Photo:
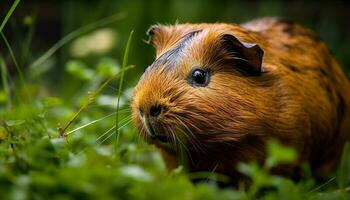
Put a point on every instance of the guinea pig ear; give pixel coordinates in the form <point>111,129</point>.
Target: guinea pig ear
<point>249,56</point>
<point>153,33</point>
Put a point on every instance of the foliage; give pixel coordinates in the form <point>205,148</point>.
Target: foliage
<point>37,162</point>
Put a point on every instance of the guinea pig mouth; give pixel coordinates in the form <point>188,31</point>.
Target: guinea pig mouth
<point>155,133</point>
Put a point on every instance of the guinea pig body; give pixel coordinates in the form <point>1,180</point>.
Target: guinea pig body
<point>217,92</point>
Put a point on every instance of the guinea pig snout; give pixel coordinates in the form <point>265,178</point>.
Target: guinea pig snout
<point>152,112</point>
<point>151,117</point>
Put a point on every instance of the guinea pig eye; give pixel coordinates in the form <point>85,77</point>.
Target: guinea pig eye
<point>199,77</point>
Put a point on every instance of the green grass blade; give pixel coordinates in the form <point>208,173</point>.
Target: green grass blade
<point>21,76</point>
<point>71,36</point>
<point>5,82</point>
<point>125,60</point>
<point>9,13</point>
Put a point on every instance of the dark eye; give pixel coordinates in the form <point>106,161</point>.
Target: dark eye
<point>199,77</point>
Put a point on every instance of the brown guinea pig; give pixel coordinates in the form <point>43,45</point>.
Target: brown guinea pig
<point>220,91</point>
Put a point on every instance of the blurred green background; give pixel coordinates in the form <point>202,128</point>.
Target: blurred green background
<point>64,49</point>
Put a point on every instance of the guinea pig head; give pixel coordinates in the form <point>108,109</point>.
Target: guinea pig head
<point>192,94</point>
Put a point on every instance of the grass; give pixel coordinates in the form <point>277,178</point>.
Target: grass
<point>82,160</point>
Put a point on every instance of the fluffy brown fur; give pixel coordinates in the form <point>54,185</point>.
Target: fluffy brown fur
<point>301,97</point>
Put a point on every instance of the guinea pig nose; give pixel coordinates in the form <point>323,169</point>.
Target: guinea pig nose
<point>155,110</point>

_ _ _

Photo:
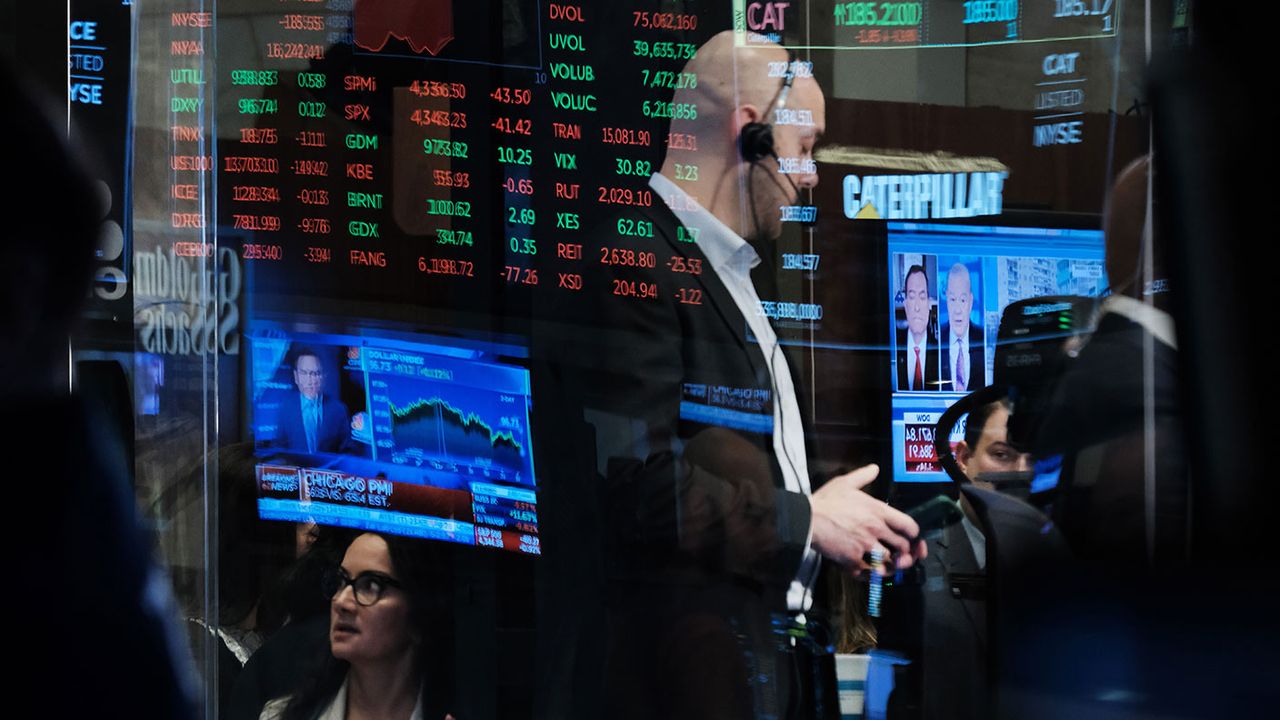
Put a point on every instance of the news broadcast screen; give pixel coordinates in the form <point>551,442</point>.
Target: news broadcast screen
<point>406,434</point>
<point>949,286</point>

_ _ _

PROBLEM DETAILS:
Edit the data from the line containing "Put a point on every instance of the foliage;" down to the line containing "<point>155,133</point>" by replacing "foliage" with "greenery", leaving everything else unchanged, and return only those lines.

SOLUTION BELOW:
Put a point on every instance of the greenery; give pixel coordinates in the form <point>205,148</point>.
Target: greenery
<point>37,162</point>
Put a point on every instance of the guinea pig mouth; give pixel coordinates in the form <point>188,31</point>.
Target: guinea pig mouth
<point>155,133</point>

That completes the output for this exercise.